(Excerpts from a point labeling dataset)

▽

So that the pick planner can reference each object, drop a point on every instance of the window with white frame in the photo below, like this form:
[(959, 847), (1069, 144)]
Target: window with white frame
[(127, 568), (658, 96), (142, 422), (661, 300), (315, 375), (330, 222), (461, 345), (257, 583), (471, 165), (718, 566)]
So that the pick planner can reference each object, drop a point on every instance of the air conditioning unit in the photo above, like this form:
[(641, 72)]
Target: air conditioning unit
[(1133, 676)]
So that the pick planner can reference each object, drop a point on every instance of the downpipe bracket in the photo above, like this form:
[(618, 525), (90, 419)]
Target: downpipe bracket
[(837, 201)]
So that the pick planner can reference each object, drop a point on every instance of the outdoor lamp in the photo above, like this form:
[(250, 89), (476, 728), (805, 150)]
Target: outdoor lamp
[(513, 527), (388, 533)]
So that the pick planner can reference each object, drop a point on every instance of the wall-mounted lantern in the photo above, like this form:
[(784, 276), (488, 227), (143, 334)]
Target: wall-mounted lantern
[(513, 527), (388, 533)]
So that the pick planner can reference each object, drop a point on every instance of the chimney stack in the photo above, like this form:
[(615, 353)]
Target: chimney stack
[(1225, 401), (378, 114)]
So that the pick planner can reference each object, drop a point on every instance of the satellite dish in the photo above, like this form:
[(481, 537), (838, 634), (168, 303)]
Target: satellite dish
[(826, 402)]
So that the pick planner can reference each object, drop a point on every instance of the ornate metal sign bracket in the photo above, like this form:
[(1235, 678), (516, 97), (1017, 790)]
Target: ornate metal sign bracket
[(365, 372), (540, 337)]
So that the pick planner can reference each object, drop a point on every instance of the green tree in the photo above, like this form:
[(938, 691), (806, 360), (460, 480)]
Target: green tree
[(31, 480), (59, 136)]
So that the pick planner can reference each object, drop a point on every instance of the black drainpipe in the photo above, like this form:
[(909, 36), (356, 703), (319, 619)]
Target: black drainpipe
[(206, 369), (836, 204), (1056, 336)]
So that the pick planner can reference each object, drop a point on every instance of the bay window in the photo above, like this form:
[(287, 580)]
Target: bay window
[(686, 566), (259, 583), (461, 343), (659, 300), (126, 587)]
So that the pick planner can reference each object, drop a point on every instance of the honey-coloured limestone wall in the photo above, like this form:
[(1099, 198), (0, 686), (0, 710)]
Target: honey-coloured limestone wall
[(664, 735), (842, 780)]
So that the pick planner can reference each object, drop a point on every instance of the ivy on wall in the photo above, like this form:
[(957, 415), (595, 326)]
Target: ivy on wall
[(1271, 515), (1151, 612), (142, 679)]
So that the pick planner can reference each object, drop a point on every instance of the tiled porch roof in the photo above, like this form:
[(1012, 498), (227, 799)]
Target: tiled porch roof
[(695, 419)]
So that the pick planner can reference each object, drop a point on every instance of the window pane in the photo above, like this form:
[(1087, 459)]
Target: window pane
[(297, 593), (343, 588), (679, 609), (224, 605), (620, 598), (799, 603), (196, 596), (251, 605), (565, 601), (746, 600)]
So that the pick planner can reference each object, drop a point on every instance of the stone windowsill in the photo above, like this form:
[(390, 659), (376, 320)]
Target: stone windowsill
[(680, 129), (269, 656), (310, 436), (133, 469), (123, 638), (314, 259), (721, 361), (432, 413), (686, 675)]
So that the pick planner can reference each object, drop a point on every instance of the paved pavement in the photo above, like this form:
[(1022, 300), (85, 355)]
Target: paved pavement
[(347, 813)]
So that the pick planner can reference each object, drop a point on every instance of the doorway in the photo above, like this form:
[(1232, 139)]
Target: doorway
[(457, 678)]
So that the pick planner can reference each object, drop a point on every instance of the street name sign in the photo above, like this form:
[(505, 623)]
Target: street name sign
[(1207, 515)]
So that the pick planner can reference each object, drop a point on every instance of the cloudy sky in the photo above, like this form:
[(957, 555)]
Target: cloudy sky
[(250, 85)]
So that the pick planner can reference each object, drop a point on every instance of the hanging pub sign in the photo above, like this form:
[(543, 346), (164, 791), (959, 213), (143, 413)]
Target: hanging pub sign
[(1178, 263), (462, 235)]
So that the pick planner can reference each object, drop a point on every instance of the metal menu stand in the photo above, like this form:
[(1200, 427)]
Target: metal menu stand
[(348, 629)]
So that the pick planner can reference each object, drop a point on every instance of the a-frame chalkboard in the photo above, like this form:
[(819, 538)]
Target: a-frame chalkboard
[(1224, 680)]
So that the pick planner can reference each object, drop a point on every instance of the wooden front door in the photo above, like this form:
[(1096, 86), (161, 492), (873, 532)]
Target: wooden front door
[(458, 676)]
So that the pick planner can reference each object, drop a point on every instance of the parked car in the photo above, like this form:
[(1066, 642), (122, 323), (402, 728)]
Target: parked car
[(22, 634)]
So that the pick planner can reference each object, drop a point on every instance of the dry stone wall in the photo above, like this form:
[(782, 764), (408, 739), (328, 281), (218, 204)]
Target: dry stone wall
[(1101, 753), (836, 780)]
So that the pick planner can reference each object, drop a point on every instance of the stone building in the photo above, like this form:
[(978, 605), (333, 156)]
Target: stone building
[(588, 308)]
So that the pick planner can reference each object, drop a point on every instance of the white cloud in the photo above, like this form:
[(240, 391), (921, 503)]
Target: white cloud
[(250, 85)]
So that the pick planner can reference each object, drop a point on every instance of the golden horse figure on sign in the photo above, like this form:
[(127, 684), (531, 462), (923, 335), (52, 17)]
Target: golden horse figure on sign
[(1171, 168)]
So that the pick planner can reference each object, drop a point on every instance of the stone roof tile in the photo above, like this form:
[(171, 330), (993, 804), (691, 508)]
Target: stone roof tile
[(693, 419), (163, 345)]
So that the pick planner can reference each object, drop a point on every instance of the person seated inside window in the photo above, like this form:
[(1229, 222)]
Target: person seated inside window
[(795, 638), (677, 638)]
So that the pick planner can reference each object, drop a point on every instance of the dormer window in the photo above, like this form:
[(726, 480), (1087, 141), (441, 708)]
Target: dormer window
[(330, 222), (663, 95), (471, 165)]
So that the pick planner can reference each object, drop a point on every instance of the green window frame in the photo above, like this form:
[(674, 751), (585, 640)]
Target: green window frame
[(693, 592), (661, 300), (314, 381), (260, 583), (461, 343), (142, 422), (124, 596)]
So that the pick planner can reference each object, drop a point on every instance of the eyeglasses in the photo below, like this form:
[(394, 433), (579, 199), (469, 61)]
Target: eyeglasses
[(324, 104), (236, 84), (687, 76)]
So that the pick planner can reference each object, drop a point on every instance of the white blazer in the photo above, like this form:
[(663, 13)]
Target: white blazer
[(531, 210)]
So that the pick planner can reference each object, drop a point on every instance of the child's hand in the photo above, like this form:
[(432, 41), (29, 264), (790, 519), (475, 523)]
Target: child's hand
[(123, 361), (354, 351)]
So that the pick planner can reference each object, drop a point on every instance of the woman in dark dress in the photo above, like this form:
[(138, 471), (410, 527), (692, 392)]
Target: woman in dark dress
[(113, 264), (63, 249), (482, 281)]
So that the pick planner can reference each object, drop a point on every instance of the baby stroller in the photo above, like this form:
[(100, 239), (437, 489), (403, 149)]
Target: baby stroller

△

- Goal of the exercise -
Give the lines above as a JSON list of strings, one string per line and blank lines omitted, starting at the line containing "of the honey-coloured" and ending at the line containing "601), (746, 600)]".

- Exercise solution -
[
  "So that the pick planner can reference each object, drop a point on every instance of the honey-coloured limestone wall in the photo above, like this form:",
  "[(1099, 198), (0, 686), (0, 710)]",
  "Target: honey-coloured limestone wall",
  "[(664, 735), (842, 780)]",
  "So that the pick planner can reference each object, drop a point on every instance of the ivy on wall in the photo above, like this form:",
  "[(957, 415), (595, 326)]",
  "Target: ivy on wall",
  "[(1271, 515), (1151, 612), (142, 679)]",
  "So that the pick planner can reference each object, drop a point on every instance of the tiled porch roof in the photo above, like this form:",
  "[(1012, 498), (227, 799)]",
  "Target: tiled porch roof",
  "[(695, 419)]",
  "So that the pick planner can reference each object, drop a point on every instance of the window pane in the photo above, like this form:",
  "[(1087, 459)]",
  "Target: window pane",
  "[(297, 593), (343, 588), (679, 609), (224, 605), (620, 598), (799, 603), (196, 596), (251, 605), (565, 601), (746, 600)]"
]